*EXERCISE GOAL*
All of the records below are to be output exactly; no image belongs in the result.

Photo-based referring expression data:
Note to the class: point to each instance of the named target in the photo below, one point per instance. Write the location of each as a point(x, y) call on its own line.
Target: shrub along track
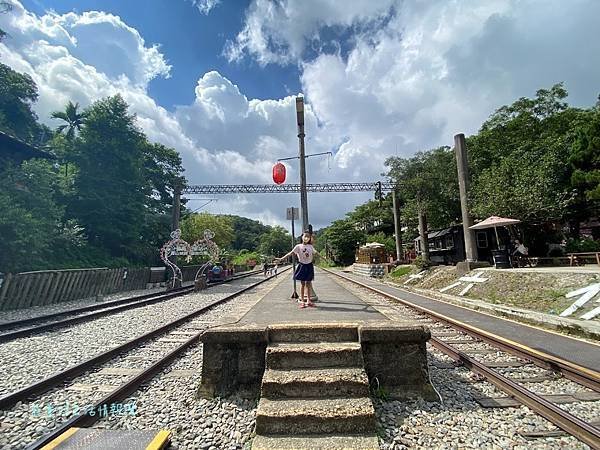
point(444, 340)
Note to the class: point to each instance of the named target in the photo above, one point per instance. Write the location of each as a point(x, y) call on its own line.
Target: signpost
point(293, 214)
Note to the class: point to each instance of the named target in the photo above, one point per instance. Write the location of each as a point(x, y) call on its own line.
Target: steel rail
point(57, 378)
point(100, 310)
point(41, 318)
point(571, 424)
point(133, 384)
point(584, 376)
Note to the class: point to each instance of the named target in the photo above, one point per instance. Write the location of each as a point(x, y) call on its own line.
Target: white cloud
point(279, 32)
point(205, 6)
point(427, 71)
point(95, 38)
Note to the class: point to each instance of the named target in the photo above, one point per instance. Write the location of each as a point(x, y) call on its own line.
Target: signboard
point(292, 213)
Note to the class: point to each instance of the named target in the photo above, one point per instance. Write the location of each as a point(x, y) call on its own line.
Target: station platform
point(578, 351)
point(335, 304)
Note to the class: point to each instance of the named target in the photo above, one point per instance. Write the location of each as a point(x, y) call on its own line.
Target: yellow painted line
point(545, 356)
point(57, 441)
point(160, 440)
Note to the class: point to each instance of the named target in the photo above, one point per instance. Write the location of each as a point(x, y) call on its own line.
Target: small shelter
point(371, 253)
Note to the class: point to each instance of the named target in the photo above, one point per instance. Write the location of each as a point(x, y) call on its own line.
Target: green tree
point(110, 184)
point(163, 171)
point(427, 183)
point(30, 216)
point(342, 239)
point(585, 158)
point(518, 159)
point(372, 217)
point(73, 119)
point(276, 242)
point(247, 233)
point(194, 225)
point(17, 93)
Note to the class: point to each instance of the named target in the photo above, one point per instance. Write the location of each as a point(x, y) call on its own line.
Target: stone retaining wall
point(371, 270)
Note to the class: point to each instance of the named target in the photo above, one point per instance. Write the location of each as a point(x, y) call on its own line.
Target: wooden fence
point(26, 289)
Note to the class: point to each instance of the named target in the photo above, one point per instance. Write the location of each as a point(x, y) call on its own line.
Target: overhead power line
point(286, 188)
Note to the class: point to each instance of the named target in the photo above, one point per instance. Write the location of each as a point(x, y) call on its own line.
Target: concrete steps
point(315, 391)
point(298, 333)
point(315, 416)
point(318, 383)
point(310, 355)
point(329, 442)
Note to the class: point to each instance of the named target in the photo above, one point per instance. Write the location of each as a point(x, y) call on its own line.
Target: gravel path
point(30, 359)
point(460, 422)
point(166, 401)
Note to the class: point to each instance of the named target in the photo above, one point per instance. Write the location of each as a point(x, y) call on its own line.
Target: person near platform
point(520, 253)
point(305, 271)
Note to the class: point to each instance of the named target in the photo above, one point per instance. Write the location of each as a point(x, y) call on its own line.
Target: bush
point(582, 245)
point(421, 264)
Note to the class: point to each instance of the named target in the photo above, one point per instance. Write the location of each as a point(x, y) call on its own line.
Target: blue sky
point(192, 43)
point(380, 78)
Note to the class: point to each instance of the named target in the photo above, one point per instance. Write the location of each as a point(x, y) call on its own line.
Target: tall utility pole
point(175, 225)
point(397, 230)
point(176, 207)
point(303, 194)
point(463, 186)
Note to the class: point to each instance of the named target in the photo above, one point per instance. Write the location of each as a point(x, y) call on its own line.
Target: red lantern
point(279, 173)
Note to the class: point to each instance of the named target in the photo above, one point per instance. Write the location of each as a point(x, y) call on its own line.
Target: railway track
point(178, 336)
point(26, 327)
point(451, 336)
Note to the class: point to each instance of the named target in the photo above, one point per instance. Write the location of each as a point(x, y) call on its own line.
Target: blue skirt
point(304, 272)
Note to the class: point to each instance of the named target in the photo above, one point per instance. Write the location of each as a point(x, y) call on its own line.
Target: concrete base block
point(464, 267)
point(395, 359)
point(233, 361)
point(394, 355)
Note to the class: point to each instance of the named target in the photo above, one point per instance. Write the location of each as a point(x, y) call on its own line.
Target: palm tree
point(74, 119)
point(73, 122)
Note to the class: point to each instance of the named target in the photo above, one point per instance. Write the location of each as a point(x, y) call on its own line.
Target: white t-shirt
point(305, 253)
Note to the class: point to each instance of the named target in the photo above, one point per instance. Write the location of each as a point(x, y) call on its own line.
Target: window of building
point(482, 241)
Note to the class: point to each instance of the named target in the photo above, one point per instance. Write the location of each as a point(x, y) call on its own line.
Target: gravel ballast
point(29, 359)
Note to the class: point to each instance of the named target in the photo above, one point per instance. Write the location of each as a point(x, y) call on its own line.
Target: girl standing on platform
point(305, 272)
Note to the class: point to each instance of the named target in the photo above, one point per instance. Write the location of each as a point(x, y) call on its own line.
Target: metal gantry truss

*FINAL ANSWER*
Note to the class: point to each instance of the named target in the photo below, one point per instance. Write the location of each as a point(x, y) call on its own line.
Target: shrub along track
point(444, 340)
Note to the class: point to each instance of the named target in the photo above, one point per instance. Write the location of each as a point(x, y) call on its own line.
Target: signpost
point(293, 214)
Note to the class: point to each instance of the named target in the photo above, one point per instance. Write the location of each as a point(x, y) call on its own line.
Target: steel rail
point(57, 378)
point(100, 310)
point(41, 318)
point(571, 424)
point(133, 384)
point(584, 376)
Note to the class: point to each instance of the named target in the photo above, one point per instance. Write the location of each as a point(x, y) call on its own line.
Target: white cloud
point(279, 32)
point(205, 6)
point(427, 71)
point(95, 38)
Note to the class: point to each instance of the named target in the photo above, one point per instance. Write the location of each as a point(x, y) call on its own line.
Target: signboard
point(292, 213)
Note to the class: point to each instance of the named target in the photo above, one point per instance. Write the location of each as a point(x, y) call on its own line.
Target: station platform
point(578, 351)
point(335, 304)
Note to the class: point to each instance of the named target in the photo above, one point per instance. Write the location of each as a point(x, y) call on its own line.
Target: yellow painted line
point(545, 356)
point(57, 441)
point(160, 440)
Note to the class: point to each instance of the named target in the photo above, one point per instance. Write the location of each as a point(x, y) call on its own line.
Target: small shelter
point(371, 253)
Note to the class: point to each instance of the named target in the photo above, one point per instance. Write the location of each as a point(x, y) call on its own line.
Target: green tree
point(110, 184)
point(163, 171)
point(427, 183)
point(30, 216)
point(342, 239)
point(585, 158)
point(518, 159)
point(372, 217)
point(73, 119)
point(276, 242)
point(247, 233)
point(194, 225)
point(17, 93)
Note to the class: point to each instance of the named target in the photo above, one point per instance. Write the location of each as a point(x, y) call on its own line.
Target: stone retaining wall
point(371, 270)
Note to the class: point to each instance of the named target in the photo above, one point per instance. Write the location of each as a point(x, y) call on its own line.
Target: wooden fence
point(26, 289)
Note to the class: point to each instance of the named target in the photo above, one point per instance. Write the location of each as a point(x, y) call on its own line.
Target: overhead power line
point(286, 188)
Note to the class: point to each instance of the named target in the photo above, one point per instance. Write the location of each as a point(x, y) call on its own line.
Target: concrete steps
point(315, 391)
point(298, 333)
point(315, 416)
point(318, 383)
point(310, 355)
point(329, 442)
Note to the class: point to each instance of the named target in the photo above, one point per instance. Write the location of each as a point(x, y) call on its own line.
Target: gravel path
point(30, 359)
point(460, 422)
point(166, 401)
Note to the class: point to each instance of the named target in the photo above, one point per instance. Write the location of each as a point(x, y) call on its own line.
Target: person near platform
point(520, 253)
point(305, 271)
Note to the class: point to each instance of the named target in the photo above, one point per instance. Write the location of each as a point(x, y) call on its own line.
Target: bush
point(582, 245)
point(421, 264)
Note to the class: point to each instance of the named target in the photo above, one point per instance. Write the location of each as a point(x, y) call on its own line.
Target: blue sky
point(192, 43)
point(380, 78)
Note to the class: point to each instance of the named target in the photo above, one point per instance. Write the location of each as a point(x, y) call on its own line.
Target: tall utility pole
point(175, 225)
point(397, 230)
point(176, 207)
point(303, 194)
point(463, 186)
Note to the class: point to each instance of the named target in the photo above, one point per instance. Write the location of each as a point(x, y) call on its own line.
Target: red lantern
point(279, 173)
Note to the class: point to each instance of the named target in the photo above, one point per instance. Write the location of each as a point(x, y) call on its own line.
Target: railway track
point(178, 336)
point(26, 327)
point(451, 336)
Note to the class: point to each instance of the named target in the photo above, one point per instance. Write the location of each as a point(x, y) call on its own line.
Target: blue skirt
point(304, 272)
Note to the class: point to each instance of the named target in the photo above, one point per instance. Write the location of each as a point(x, y) call on its own line.
Target: concrete base block
point(464, 267)
point(395, 359)
point(233, 361)
point(394, 355)
Note to the class: point to each instance of the named target in the photo above, one point per instance. Write the location of each as a point(x, y) call on its own line.
Target: palm tree
point(74, 119)
point(73, 122)
Note to the class: point to each instance of the named target in the photo above, one point per instance. Write the location of each as a point(x, y) call on its own line.
Target: white t-shirt
point(305, 253)
Note to the class: point to each instance of the named target in the photo above, one point per instance. Write the location of each as a point(x, y) call on its own line.
Target: window of building
point(482, 241)
Note to the class: point to each instance of the named target in the photo above, one point per instance. Write the location of each as a point(x, y) call on its own line.
Target: gravel ballast
point(29, 359)
Note to the class: point to each instance of the named target in the photo above, one point per instance. Write the location of each as a point(x, y) call on its own line.
Target: girl standing on platform
point(305, 272)
Note to the class: point to each instance of the named target in the photo above, one point per instance. Write the location of each as a point(x, y) call on its own line.
Target: metal gantry truss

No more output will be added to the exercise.